The painting was originally stolen from the collection of art patron Benedykt Tyszkiewicz and taken to Oldenburg near Hamburg. It then disappeared for 70 years before it was consigned to the auction in May 2016 from a private source who said they had acquired the work locally.

The exact value of the painting has not been disclosed but marine pictures by the Rotterdam-born artist tend to make six-figure sums when they appear at auction.

Negotiations to recover the work began after the Art Loss Register sent a request for information to the Polish Ministry of Culture. The work was subsequently withdrawn from the auction and the ministry then confirmed its identity after inspecting the work and comparing it to pre-war photographs.

After six months, an amicable settlement was reached with the owner and the work has now been returned to Poland. The restitution was marked with a ceremony held at the National Museum of Warsaw at the end of April.

The work has now been handed over to the museum but ATG was unable to establish whether attempts have been made to trace the heirs of Tyszkiewicz.

Jacek Miler, the director of Poland’s Department of Cultural Heritage Abroad and Wartime Losses, said:  “One of the chief principles of international restitution is that of territoriality, which stipulates the restitution of a work to the country from which it had been unlawfully removed, in order to save and protect the integrity of its cultural heritage, regardless of who currently holds the ownership rights.”

He said: “The recovered painting has been handed over to the National Museum of Warsaw and the sole organ for the resolution of ownership claims is the court of law.”
.....
■ GOALS:
- a) Answer these questions from the article on the recovered painting, each on its own line:
(i) Where was the painting taken after it was stolen?
(ii) Which organization sent a request for information to the Polish Ministry of Culture?
(iii) Where was the ceremony marking the restitution held?
- b) From the article on the recovered painting, pull out the passage between "Negotiations to recover" and "to pre-war photographs.", inclusive.
The lines that follow the article can be left aside.
.....
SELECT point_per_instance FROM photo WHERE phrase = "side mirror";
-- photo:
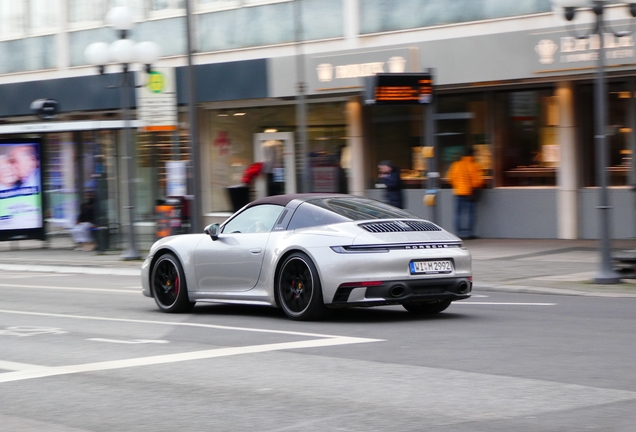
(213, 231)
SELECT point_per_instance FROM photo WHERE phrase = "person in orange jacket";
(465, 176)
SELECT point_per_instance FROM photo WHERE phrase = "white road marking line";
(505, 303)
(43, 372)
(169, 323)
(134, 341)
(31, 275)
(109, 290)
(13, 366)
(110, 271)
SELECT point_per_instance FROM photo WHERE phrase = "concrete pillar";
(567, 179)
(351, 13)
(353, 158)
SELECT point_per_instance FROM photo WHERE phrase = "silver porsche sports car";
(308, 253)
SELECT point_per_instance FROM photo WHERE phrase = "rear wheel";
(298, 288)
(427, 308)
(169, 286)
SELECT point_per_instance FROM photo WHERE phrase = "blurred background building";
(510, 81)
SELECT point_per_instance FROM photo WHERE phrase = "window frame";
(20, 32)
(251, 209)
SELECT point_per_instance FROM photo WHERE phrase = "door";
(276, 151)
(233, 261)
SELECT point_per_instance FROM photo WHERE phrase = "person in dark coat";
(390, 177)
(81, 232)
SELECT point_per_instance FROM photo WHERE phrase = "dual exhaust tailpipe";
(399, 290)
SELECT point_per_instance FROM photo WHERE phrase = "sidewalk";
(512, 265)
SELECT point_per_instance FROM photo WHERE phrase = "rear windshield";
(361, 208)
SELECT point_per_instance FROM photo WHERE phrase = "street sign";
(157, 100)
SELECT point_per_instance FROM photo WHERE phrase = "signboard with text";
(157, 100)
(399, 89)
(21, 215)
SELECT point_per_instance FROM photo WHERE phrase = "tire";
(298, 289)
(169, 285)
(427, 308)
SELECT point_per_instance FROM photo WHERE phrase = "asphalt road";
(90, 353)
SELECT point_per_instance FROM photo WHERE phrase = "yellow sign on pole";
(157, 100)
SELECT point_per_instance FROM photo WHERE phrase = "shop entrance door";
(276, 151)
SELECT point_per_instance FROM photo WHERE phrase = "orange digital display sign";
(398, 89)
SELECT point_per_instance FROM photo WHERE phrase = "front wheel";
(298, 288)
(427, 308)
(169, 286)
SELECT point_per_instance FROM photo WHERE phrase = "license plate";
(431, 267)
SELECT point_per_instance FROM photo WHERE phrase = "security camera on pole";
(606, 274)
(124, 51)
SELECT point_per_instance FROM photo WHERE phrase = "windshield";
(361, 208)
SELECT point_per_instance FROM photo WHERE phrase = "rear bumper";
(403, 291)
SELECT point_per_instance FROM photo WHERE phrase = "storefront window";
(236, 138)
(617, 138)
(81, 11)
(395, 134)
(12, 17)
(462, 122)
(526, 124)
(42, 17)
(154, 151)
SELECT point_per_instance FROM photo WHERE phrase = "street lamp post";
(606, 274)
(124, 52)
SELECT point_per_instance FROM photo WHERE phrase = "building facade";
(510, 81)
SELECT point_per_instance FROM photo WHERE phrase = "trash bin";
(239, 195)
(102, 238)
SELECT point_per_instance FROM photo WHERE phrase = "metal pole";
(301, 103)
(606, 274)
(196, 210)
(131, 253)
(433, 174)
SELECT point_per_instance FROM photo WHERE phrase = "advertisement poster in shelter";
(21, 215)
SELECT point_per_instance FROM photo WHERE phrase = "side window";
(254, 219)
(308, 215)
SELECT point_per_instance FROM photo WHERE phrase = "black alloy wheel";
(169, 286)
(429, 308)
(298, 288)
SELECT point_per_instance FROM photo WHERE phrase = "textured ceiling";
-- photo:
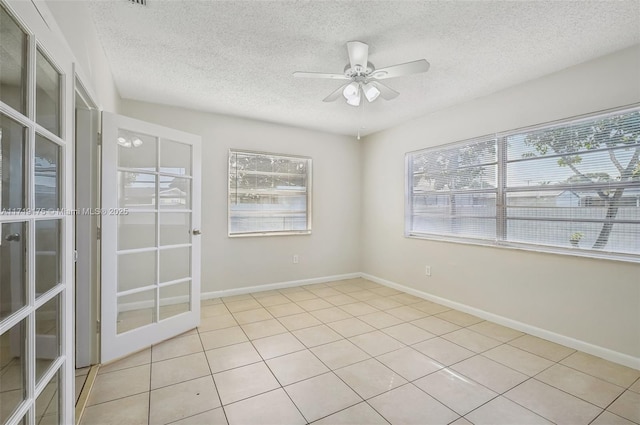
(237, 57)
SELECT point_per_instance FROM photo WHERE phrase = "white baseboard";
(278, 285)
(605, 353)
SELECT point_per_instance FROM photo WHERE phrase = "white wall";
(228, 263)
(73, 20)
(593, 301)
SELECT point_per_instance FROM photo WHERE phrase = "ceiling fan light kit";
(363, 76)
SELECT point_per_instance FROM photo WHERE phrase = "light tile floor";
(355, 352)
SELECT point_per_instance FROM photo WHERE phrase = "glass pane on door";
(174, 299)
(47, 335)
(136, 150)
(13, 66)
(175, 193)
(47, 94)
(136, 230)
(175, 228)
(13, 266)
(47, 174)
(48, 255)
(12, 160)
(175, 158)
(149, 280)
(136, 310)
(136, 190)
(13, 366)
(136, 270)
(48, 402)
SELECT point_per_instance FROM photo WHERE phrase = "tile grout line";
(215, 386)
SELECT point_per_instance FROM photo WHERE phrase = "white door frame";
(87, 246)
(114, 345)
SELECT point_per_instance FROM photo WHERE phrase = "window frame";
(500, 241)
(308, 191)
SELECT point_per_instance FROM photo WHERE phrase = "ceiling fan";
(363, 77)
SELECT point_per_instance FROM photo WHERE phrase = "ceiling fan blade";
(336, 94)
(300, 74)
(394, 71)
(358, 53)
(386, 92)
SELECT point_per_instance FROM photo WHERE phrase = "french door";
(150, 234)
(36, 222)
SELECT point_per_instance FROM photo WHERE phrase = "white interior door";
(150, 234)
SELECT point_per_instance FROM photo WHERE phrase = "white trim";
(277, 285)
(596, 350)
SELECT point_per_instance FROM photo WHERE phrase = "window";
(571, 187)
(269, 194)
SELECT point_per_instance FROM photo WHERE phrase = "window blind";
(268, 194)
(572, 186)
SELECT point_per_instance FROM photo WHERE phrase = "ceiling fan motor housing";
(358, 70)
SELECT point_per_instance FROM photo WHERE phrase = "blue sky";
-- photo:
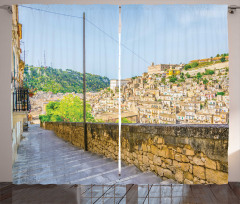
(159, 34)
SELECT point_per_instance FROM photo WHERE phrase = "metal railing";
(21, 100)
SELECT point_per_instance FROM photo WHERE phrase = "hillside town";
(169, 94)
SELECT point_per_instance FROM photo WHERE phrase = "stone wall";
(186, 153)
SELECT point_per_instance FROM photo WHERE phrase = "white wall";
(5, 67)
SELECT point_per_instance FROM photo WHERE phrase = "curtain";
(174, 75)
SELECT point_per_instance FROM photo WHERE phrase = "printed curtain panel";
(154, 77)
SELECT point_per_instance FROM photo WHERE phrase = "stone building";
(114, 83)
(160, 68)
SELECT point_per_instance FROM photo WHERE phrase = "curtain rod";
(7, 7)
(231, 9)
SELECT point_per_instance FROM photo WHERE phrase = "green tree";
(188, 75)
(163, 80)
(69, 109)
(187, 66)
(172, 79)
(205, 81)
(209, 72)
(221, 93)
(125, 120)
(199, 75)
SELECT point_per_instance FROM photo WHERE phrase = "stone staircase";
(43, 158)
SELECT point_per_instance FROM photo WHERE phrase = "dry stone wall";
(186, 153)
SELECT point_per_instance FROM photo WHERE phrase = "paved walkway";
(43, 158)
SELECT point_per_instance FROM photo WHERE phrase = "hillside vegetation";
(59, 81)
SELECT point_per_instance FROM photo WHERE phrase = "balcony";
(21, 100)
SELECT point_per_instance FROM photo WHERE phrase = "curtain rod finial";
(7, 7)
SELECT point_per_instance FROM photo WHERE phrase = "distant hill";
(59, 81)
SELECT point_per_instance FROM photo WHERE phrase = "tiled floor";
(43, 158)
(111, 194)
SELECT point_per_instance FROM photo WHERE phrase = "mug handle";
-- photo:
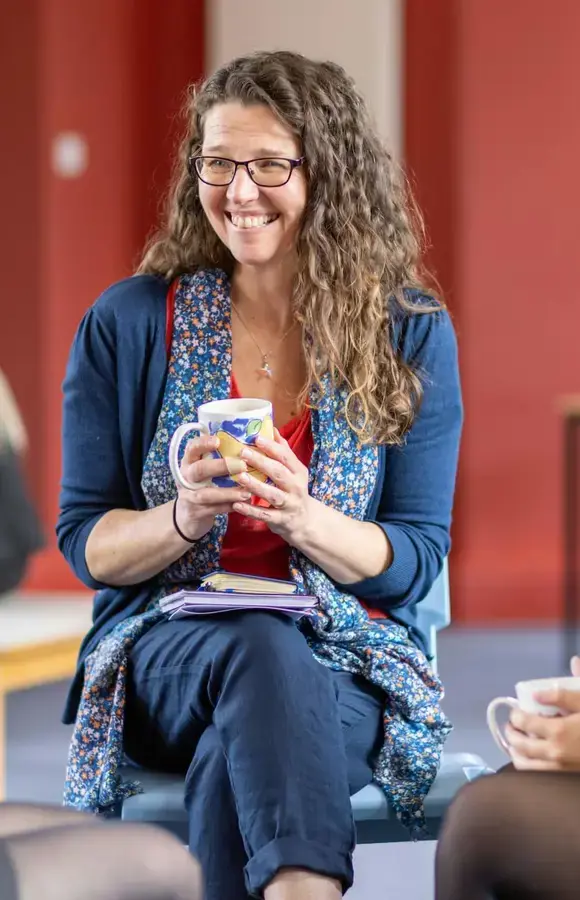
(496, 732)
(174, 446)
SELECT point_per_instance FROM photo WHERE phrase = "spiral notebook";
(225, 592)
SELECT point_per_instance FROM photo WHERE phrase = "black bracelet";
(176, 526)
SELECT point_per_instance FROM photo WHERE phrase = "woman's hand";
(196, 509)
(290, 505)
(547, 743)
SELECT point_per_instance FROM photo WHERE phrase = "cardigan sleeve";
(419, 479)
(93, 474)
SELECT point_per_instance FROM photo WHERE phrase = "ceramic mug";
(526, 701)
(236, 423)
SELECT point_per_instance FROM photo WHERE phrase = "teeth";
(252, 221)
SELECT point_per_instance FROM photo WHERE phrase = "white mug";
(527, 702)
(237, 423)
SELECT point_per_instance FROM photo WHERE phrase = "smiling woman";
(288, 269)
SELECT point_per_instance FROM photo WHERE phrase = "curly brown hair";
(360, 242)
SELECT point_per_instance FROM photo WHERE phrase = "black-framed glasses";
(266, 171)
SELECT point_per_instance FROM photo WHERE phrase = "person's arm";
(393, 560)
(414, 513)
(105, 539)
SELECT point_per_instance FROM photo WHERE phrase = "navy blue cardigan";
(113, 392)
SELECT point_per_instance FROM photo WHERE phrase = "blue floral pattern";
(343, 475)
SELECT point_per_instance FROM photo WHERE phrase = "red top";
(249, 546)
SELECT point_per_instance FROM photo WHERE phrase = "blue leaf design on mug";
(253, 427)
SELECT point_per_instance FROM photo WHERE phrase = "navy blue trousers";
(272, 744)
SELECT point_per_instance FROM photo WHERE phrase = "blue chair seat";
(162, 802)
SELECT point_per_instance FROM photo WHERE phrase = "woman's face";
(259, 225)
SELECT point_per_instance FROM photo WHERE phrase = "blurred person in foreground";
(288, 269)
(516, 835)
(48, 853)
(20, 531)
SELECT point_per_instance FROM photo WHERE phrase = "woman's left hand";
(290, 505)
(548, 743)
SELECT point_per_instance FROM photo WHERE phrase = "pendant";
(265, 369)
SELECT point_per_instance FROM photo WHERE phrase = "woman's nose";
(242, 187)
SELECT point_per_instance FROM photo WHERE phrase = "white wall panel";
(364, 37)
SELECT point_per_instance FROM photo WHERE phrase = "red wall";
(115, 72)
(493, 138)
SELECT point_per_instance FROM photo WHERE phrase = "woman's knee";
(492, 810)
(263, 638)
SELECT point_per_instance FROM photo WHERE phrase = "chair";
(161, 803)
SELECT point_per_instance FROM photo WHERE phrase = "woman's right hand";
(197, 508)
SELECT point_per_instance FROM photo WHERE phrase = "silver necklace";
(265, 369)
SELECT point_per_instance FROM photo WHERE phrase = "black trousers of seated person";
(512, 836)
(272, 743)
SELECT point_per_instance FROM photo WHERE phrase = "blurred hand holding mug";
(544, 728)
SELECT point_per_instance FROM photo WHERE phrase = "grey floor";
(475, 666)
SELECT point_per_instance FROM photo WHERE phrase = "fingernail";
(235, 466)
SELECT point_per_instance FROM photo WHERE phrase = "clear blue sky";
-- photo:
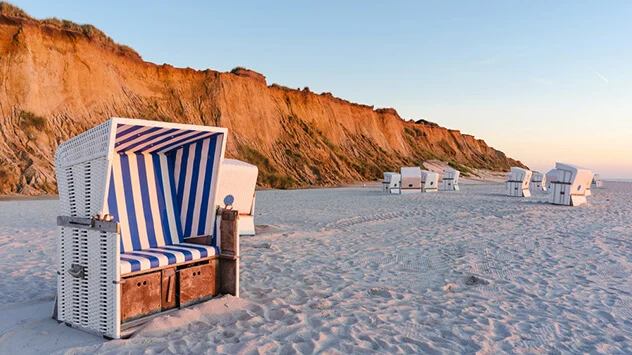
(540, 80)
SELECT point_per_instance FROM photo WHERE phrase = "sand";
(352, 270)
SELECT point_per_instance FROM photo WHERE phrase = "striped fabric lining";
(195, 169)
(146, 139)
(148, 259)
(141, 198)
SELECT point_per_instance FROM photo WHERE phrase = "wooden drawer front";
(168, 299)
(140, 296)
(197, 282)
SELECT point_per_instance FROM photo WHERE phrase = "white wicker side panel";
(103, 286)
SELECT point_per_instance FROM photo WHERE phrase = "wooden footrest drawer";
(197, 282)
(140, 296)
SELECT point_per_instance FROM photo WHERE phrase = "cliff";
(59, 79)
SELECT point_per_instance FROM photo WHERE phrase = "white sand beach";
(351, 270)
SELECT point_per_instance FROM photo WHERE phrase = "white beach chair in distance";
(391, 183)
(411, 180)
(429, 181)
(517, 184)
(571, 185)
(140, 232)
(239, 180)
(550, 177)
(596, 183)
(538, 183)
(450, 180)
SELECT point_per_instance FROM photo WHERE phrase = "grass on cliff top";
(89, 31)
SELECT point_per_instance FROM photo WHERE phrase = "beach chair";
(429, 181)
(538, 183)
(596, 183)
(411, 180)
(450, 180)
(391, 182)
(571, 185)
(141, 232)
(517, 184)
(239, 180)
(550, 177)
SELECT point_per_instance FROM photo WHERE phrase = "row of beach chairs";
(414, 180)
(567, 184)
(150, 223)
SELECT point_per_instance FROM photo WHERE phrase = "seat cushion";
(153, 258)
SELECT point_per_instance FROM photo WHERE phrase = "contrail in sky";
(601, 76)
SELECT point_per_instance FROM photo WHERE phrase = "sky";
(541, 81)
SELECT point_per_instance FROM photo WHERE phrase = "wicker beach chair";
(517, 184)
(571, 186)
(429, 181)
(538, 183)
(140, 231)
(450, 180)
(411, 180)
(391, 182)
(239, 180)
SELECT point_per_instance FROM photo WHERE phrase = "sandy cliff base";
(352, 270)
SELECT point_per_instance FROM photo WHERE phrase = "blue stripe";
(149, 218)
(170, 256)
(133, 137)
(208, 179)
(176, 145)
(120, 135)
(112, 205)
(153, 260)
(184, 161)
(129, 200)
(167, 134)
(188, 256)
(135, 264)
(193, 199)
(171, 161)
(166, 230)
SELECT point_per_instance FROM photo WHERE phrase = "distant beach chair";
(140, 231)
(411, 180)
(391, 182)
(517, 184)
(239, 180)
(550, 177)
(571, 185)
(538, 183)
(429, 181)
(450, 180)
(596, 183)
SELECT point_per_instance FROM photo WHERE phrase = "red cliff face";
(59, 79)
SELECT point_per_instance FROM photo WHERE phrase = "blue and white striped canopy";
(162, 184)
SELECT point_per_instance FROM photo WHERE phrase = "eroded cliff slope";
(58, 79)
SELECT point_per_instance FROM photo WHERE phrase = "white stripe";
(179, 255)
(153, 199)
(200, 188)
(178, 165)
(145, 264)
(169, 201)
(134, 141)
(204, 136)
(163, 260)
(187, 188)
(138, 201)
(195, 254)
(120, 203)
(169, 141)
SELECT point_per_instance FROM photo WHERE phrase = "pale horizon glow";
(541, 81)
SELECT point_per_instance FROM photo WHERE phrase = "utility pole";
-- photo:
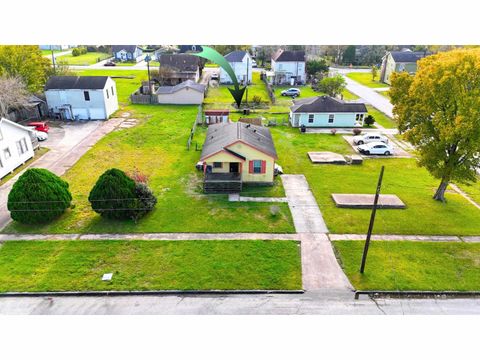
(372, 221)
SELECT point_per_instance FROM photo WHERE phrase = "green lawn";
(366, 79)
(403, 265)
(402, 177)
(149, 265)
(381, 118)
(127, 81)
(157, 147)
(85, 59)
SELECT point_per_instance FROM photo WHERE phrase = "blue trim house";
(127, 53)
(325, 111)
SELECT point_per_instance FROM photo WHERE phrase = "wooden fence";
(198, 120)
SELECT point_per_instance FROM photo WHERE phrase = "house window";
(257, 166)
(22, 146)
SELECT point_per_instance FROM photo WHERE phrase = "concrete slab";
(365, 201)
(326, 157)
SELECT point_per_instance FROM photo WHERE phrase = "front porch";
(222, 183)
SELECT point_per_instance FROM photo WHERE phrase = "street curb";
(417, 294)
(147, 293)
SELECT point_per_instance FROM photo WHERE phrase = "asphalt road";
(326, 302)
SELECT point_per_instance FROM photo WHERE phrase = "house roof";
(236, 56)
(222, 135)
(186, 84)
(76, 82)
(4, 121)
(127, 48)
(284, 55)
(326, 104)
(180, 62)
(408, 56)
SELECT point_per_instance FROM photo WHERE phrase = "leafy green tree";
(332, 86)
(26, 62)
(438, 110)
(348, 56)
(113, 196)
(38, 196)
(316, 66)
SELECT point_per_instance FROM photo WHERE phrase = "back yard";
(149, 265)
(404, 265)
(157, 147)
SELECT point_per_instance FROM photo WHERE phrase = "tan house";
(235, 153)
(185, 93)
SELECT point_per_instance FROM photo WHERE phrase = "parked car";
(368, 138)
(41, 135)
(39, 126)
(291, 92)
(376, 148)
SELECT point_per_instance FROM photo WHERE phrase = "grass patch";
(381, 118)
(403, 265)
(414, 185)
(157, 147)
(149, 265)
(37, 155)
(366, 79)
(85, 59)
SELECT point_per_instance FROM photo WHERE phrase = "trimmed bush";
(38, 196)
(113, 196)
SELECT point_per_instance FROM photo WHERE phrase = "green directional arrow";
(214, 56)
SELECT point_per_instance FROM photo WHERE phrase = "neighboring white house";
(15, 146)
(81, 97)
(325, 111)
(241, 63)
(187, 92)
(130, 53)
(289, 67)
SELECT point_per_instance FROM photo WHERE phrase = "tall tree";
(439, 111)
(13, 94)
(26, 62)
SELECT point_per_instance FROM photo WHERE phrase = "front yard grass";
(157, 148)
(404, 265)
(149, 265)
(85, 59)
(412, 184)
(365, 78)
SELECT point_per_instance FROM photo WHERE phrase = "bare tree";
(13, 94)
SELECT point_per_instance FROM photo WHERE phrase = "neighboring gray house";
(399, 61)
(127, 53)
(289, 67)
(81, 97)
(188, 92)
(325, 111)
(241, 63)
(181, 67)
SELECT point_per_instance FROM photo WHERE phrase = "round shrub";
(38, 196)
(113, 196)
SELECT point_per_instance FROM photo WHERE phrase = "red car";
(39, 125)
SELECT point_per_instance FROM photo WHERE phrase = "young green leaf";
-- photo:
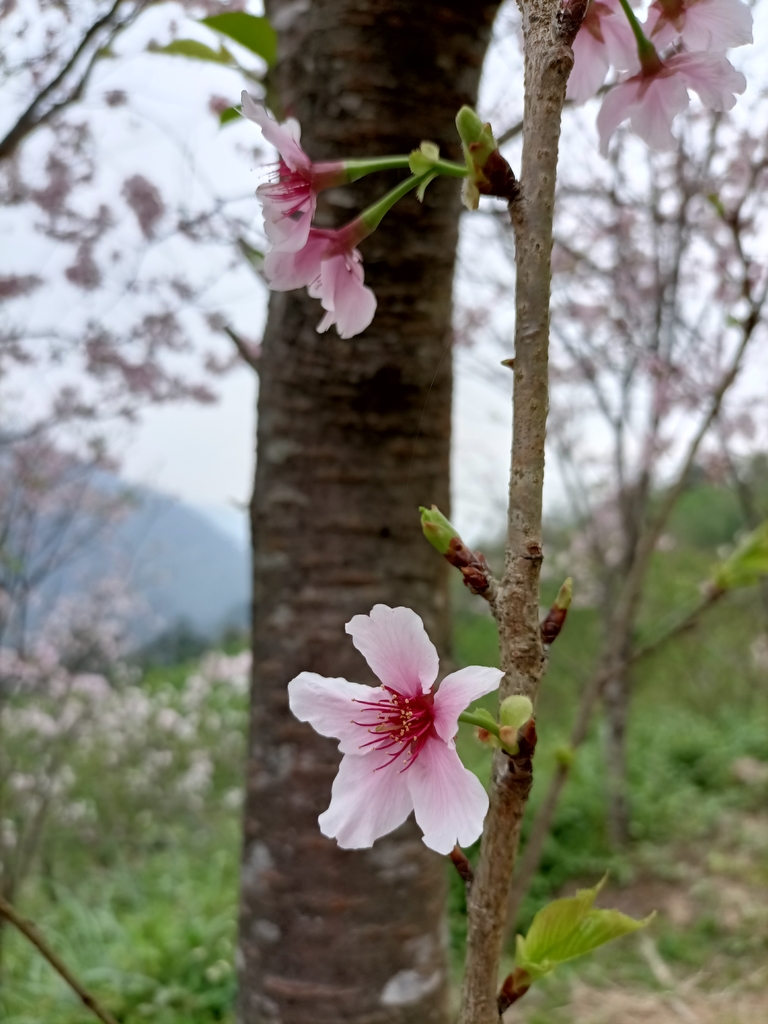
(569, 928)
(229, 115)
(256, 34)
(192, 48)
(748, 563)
.....
■ EXERCISE RESULTS:
- a)
(i) Oldenburg near Hamburg
(ii) The Art Loss Register
(iii) The National Museum of Warsaw

- b)
Negotiations to recover the work began after the Art Loss Register sent a request for information to the Polish Ministry of Culture. The work was subsequently withdrawn from the auction and the ministry then confirmed its identity after inspecting the work and comparing it to pre-war photographs.